_DATA FOR PROCESSING_.
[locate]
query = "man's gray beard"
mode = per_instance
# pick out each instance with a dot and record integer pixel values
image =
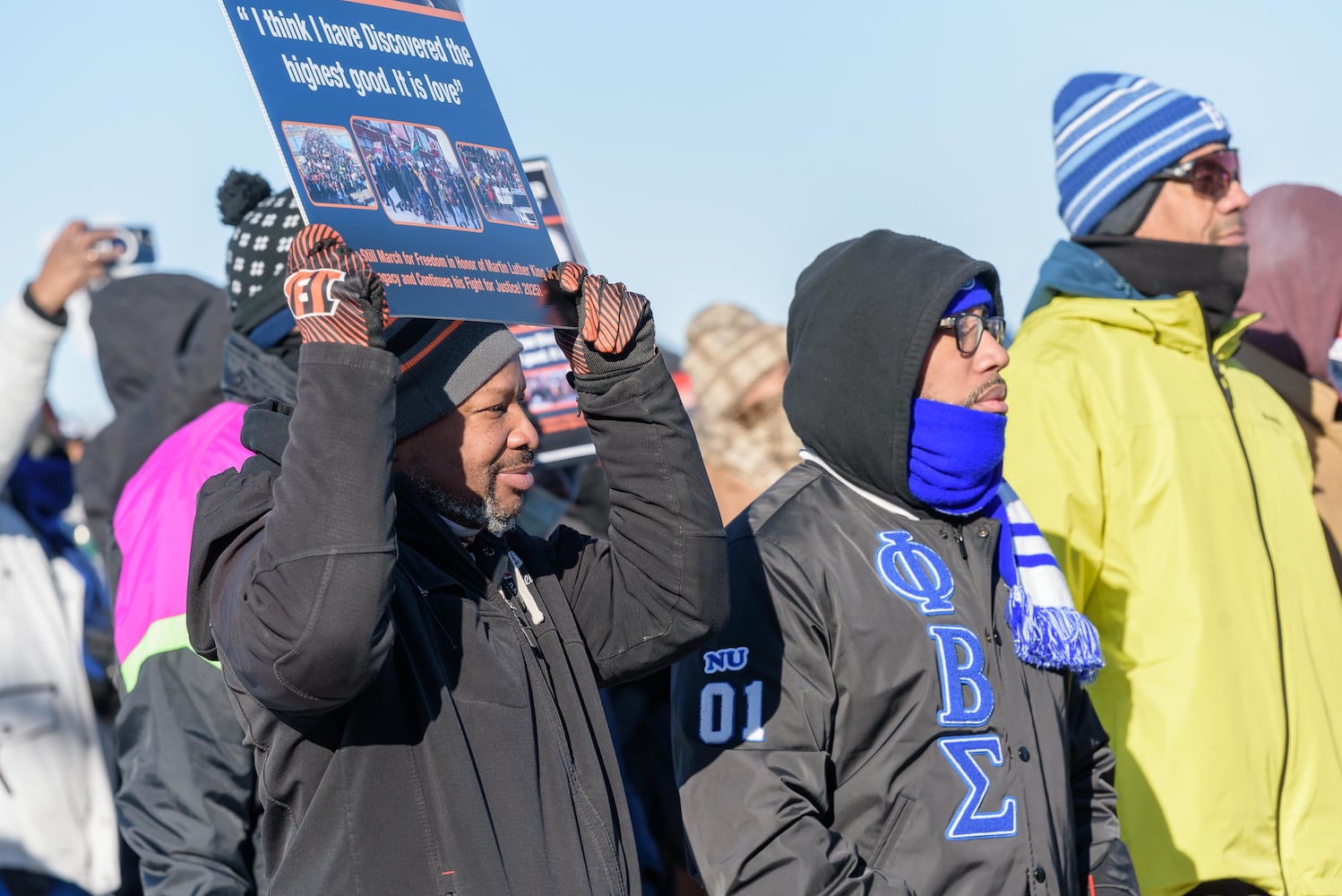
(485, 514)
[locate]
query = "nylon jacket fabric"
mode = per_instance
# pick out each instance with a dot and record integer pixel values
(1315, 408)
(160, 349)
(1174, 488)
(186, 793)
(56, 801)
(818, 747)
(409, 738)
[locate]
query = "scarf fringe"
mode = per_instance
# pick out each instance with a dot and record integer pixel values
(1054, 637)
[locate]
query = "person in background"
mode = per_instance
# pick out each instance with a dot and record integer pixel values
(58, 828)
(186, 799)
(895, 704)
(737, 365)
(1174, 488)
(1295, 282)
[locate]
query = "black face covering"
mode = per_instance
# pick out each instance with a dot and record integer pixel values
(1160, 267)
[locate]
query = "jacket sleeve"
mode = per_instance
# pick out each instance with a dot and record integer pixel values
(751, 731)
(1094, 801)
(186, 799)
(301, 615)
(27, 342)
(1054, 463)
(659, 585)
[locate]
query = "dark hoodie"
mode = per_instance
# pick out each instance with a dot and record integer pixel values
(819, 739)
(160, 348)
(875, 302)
--
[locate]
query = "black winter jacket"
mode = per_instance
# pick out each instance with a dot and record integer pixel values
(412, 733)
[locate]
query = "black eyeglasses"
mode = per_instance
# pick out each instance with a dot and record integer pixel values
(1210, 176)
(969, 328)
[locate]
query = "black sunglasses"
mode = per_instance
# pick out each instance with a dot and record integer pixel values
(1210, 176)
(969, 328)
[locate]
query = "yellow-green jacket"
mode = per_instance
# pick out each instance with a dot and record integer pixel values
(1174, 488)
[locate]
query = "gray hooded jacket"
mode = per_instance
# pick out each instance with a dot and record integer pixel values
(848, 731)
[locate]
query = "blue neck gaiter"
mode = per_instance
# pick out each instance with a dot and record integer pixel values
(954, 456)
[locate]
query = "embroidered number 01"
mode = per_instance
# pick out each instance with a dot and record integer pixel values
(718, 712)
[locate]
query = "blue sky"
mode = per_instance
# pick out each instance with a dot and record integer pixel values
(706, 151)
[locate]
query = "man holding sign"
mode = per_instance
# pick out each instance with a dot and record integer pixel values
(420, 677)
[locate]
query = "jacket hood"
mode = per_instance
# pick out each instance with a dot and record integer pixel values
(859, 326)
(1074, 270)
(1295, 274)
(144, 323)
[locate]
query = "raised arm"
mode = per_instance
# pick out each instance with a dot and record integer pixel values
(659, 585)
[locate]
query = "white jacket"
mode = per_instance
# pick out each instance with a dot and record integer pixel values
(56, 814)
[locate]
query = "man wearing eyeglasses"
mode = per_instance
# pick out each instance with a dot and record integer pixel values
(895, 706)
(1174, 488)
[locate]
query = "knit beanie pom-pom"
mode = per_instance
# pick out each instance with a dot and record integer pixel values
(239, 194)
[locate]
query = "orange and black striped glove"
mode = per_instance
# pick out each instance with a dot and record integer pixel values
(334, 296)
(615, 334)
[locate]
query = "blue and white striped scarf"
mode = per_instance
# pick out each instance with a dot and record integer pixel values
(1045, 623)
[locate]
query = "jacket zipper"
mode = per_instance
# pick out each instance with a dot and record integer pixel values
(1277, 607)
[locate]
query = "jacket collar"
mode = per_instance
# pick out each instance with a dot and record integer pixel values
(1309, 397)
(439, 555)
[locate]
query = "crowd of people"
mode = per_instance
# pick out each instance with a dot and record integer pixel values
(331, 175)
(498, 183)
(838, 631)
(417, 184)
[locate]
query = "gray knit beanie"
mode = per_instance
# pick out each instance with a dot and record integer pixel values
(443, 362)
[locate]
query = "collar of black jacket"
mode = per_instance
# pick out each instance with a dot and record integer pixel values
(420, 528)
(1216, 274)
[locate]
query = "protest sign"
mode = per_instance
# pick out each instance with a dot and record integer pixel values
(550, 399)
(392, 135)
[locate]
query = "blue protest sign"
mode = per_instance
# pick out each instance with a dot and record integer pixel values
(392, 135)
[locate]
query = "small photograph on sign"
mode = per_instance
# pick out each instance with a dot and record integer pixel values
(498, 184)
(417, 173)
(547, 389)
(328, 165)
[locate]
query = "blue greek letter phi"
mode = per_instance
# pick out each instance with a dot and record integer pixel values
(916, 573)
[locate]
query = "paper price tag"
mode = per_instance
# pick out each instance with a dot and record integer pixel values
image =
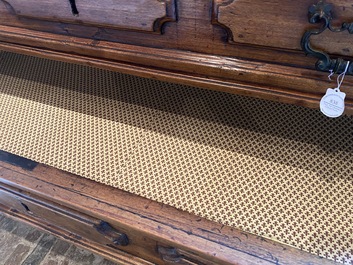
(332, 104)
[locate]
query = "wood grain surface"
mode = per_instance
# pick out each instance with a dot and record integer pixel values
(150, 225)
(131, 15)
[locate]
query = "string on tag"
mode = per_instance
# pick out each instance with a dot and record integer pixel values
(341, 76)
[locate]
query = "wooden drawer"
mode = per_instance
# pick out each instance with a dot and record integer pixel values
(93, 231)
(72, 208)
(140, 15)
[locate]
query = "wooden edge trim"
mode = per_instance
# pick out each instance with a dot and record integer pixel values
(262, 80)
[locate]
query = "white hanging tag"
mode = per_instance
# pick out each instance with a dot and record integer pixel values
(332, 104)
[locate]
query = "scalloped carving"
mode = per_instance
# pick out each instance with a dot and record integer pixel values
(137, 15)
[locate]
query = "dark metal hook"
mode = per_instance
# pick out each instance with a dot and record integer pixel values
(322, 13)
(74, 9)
---
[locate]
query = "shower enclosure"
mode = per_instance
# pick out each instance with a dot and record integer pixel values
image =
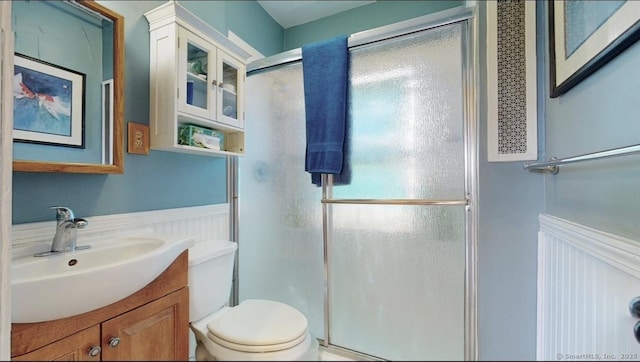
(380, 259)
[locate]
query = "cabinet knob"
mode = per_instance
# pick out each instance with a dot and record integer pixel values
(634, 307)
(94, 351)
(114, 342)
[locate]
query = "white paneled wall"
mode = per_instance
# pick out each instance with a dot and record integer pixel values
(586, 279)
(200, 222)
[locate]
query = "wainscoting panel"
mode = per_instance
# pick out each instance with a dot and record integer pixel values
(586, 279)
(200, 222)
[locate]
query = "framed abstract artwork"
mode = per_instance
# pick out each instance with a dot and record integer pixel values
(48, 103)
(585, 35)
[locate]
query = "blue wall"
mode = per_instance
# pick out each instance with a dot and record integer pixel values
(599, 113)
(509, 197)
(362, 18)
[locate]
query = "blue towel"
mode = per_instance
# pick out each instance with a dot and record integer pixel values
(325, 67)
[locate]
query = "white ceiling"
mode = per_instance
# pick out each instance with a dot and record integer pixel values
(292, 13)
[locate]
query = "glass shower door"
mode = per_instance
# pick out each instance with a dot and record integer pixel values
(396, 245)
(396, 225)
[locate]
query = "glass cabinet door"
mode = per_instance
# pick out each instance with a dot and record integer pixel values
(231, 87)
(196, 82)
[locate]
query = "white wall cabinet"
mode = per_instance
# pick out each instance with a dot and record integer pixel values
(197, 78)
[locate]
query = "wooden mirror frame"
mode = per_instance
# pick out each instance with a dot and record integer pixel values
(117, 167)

_WHAT YOU NEED TO DO_.
List every line in the data above that contains the string "wall". Case counts.

_SOLUTION FOR THIS PROBLEM_.
query = "white paneled wall"
query = "blue wall"
query = "white wall cabinet"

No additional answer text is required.